EXERCISE REQUIREMENTS |
Report every line in the records below that contains the word "patterned", copying each such line in full. Case counts, so list only lines where the word appears with matching capitalization.

PROVIDED MATERIAL |
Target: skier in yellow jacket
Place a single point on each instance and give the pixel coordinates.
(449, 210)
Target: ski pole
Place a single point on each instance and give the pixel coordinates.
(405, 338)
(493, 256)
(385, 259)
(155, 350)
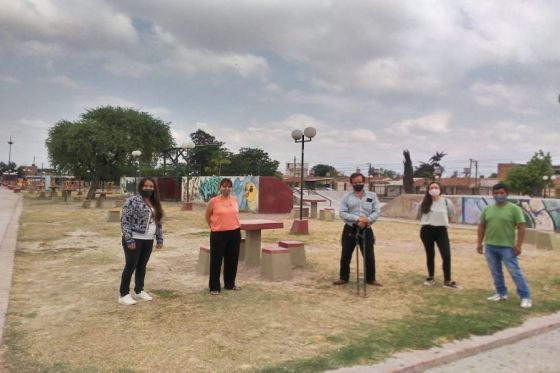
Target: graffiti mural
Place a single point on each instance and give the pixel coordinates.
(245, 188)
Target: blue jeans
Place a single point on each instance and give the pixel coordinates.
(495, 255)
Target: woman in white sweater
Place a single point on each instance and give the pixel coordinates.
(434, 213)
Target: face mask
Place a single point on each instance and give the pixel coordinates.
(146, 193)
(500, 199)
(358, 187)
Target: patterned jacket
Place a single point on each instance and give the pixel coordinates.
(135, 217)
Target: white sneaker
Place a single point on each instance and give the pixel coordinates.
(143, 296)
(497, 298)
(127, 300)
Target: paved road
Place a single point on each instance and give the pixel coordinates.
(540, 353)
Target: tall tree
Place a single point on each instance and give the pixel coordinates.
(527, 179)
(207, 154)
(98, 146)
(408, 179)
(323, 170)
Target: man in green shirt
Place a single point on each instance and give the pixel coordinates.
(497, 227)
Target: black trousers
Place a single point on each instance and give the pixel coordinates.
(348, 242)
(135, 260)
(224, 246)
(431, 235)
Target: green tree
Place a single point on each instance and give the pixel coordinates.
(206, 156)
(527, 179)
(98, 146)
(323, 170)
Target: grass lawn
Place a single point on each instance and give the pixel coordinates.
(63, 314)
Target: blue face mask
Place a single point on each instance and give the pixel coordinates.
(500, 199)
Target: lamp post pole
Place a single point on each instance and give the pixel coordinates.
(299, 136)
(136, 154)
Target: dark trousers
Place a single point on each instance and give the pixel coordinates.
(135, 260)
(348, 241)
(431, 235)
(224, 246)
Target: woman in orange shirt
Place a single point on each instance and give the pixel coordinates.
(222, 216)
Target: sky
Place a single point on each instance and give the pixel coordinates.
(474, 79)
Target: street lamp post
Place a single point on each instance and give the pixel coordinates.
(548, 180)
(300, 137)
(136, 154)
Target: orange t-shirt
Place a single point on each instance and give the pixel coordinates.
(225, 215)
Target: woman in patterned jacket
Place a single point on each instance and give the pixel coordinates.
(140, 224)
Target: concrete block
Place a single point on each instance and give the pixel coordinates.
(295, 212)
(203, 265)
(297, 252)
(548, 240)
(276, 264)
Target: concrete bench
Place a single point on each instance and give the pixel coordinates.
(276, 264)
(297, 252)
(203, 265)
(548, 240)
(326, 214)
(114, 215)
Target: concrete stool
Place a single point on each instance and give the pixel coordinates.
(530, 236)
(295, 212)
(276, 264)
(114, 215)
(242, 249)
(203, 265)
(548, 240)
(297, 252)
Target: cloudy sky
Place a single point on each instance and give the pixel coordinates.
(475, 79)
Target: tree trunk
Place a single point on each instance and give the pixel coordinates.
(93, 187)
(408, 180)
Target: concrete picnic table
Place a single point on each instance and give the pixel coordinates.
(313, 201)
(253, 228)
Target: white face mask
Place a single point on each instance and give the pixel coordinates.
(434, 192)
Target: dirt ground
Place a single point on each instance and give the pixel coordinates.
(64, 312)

* * *

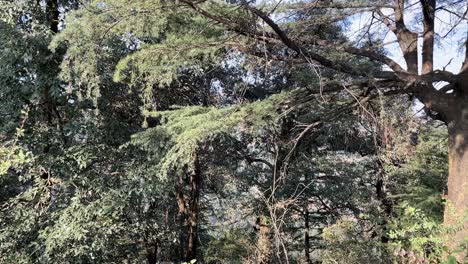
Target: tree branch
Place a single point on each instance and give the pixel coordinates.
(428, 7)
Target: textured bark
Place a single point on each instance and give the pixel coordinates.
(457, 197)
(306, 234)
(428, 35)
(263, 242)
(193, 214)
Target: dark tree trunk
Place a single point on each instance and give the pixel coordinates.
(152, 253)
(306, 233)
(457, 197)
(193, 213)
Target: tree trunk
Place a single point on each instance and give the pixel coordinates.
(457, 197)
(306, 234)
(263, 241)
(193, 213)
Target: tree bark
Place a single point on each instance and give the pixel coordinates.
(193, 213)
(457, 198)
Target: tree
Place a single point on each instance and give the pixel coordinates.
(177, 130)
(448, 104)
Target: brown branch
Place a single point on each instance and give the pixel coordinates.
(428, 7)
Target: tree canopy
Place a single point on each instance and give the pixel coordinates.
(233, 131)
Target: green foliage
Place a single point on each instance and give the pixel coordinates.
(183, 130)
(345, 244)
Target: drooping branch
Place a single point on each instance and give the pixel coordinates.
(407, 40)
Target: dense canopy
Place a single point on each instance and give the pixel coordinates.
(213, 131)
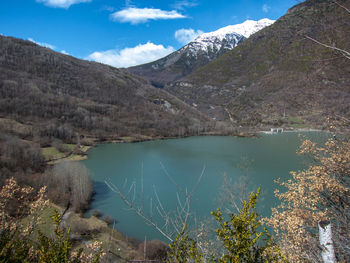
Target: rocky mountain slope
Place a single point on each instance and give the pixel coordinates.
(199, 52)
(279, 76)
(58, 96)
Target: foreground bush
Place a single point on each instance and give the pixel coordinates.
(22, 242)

* * *

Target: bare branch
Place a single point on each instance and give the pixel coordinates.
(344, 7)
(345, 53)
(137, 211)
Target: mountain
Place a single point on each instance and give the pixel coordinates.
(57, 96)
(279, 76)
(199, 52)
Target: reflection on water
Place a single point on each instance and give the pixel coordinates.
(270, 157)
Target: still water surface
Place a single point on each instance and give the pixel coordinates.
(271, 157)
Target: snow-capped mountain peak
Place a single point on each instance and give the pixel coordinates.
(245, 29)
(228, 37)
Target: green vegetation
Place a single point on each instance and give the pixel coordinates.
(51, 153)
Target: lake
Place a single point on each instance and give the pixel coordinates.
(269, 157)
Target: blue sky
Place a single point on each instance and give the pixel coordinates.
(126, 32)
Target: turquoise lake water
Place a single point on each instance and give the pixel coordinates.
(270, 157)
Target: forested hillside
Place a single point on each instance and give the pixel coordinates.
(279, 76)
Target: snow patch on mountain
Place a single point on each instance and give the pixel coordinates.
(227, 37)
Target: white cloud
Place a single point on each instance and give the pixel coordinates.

EXERCISE OUTPUT |
Target: patterned jacket
Target: woman in patterned jacket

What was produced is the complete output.